[The input]
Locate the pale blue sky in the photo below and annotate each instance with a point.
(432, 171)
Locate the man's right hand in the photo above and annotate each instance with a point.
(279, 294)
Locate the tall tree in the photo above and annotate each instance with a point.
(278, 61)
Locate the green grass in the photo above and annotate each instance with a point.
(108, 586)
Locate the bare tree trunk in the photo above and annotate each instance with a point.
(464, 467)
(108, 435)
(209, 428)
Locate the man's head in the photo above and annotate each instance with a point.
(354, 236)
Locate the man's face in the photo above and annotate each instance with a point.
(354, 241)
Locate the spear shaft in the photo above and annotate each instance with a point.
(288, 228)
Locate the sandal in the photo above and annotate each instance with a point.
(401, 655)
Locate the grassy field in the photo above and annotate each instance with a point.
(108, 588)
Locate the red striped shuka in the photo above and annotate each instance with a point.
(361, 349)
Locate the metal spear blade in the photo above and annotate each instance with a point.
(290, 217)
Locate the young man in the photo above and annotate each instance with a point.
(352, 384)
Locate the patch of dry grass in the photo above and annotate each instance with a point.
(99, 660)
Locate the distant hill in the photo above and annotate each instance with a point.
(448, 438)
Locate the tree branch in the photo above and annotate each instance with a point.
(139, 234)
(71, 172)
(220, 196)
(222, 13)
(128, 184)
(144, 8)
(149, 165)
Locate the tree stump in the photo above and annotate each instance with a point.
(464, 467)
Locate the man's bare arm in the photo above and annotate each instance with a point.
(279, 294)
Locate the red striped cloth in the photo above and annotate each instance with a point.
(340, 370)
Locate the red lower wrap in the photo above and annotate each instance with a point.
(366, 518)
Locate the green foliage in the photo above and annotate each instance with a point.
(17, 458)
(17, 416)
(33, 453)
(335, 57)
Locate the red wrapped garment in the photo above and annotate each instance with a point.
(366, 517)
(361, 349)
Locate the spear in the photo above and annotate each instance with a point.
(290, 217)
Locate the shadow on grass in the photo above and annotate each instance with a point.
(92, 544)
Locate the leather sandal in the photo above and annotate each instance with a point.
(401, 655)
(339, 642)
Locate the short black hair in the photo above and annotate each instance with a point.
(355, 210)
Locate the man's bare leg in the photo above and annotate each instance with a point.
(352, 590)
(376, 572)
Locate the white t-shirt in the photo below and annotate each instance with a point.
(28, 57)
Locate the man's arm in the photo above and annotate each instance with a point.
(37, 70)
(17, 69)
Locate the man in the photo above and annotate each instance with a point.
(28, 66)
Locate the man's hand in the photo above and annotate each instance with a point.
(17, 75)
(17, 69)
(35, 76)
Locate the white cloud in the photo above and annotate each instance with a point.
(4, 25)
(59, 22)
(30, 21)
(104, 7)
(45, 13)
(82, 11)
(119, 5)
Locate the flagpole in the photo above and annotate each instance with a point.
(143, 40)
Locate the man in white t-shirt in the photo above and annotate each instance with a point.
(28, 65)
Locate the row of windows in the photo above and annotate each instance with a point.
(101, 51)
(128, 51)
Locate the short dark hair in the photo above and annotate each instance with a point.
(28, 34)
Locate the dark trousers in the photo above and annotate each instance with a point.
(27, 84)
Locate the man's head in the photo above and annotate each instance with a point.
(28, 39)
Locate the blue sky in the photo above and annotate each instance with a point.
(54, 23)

[Your goal]
Your task is to transcribe the listing above in full, exactly as given.

[Answer in full]
Locate the pale blue sky in the photo below and annotate each instance with a point.
(432, 171)
Locate the man's right hand in the photo above and annotate each instance with a point.
(279, 294)
Locate the tall tree in the photo above and annotate each instance with a point.
(278, 61)
Locate the green grass in the photo above and annotate each instance with a point.
(108, 586)
Locate the bare tree trunk in the photo above and annotate each instance with a point.
(464, 467)
(108, 435)
(209, 428)
Locate the man's head in the photo above and annotate each instance with a point.
(354, 236)
Locate the man's face in the photo above and annotate each instance with a point.
(354, 241)
Locate the spear shaft in the photo above and annotate each instance with a point.
(288, 228)
Locate the sandal in the photo above and annotate each instance with a point.
(401, 655)
Locate the grassy field in the photo above and annotate each instance with a point.
(108, 588)
Locate the red striped shuka in the photo above and annotate each instance with a point.
(361, 349)
Locate the metal spear blade in the photo above and annotate each instance with a point.
(290, 217)
Locate the young man in the photo above and annotate each instance with a point.
(352, 384)
Locate the patch of dry grass in the photo above and annotate each instance with a point.
(99, 660)
Locate the distant hill in the photo above and annotate each instance with a point.
(448, 438)
Locate the tree branch in the photo above and annotate each instance with a point.
(139, 234)
(71, 172)
(220, 196)
(222, 13)
(128, 184)
(144, 8)
(149, 165)
Locate the tree stump in the photo above and annotate each instance with a point.
(464, 467)
Locate the man's bare arm in the photo above and annotate each instance with a point.
(279, 294)
Locate the red striped cloth in the photo above and annotate each instance with a point.
(340, 370)
Locate the red lower wrap in the photo above and annotate each instance with a point.
(366, 518)
Locate the green foliage in the photo above and annotate each instance with a point.
(17, 458)
(17, 416)
(33, 453)
(335, 57)
Locate the red wrapped garment in the photo above and annotate each instance with a point.
(366, 517)
(361, 349)
Locate the spear in the photo above and annotate each instance with a point.
(290, 217)
Locate the shadow on grass in the photo above and annotate each instance with a point.
(92, 544)
Locate the leather sandal in the photo above and annotate each instance with a point.
(401, 655)
(339, 642)
Locate the short black hair in the photo above and annotate each instance with a point.
(355, 210)
Locate the man's bare leg in the photo above and annotate each instance with a point.
(352, 590)
(376, 572)
Locate the white t-shirt in the photo below and annotate each instance with a point.
(28, 57)
Locate the man's arm in the photo above and annotate each instance with a point.
(37, 70)
(17, 69)
Locate the man in the photo above and annotate each instance with a point.
(28, 66)
Locate the man's hand in the photo above and annotate each instance with a point.
(17, 75)
(17, 69)
(35, 76)
Locate the white cloud in the photo above and annotate each instance with a point.
(4, 25)
(59, 22)
(30, 21)
(104, 7)
(45, 13)
(82, 11)
(119, 5)
Locate the flagpole in the photo above and annotate each instance with a point.
(143, 40)
Locate the man in white t-shirt in the photo above and annotate each instance with a point.
(28, 65)
Locate the row of windows in the photo above and annotate each instance with a point.
(101, 51)
(128, 51)
Locate the short dark hair in the photo above and annotate each instance with a point.
(28, 34)
Locate the dark trousers in the photo above and annotate each instance with a point.
(27, 84)
Locate the man's head in the photo above and annotate each instance with a point.
(28, 39)
Locate the blue sky in the photo above and annotate each instance with a point.
(54, 23)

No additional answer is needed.